• _Data supplied_
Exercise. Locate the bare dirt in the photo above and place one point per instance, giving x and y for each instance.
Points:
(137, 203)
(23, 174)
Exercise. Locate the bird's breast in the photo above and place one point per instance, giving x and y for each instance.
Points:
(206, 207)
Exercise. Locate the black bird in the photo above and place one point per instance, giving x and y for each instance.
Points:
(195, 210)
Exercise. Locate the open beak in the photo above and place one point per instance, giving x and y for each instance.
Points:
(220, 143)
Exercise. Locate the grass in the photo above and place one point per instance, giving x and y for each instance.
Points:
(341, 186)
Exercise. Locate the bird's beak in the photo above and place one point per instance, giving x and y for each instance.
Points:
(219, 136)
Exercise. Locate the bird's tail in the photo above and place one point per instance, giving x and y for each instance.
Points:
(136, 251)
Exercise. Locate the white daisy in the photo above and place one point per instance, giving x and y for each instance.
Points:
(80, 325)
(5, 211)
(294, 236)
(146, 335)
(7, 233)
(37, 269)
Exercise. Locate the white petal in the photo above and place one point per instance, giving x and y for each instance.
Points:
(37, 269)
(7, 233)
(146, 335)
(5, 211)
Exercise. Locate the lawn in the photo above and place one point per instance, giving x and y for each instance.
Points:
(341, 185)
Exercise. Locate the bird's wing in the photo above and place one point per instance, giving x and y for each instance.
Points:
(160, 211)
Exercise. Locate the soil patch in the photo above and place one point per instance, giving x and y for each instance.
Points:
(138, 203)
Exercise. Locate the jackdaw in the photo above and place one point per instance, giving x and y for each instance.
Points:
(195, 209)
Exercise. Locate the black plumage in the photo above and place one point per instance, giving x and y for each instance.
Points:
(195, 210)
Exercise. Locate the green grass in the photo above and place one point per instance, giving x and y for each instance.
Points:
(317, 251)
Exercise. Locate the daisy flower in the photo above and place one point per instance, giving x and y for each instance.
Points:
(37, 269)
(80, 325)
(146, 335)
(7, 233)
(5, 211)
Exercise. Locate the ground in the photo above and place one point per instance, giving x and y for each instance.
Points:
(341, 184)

• _Your instructions_
Please copy out every line in the listing that has the string "beak".

• _Expected answer_
Exercise. Locate the open beak in the photo above and place one point per instance, giving x and y for each instance.
Exercise. Locate the bird's beak in the photo above and place one point per instance, giving x and y for each instance.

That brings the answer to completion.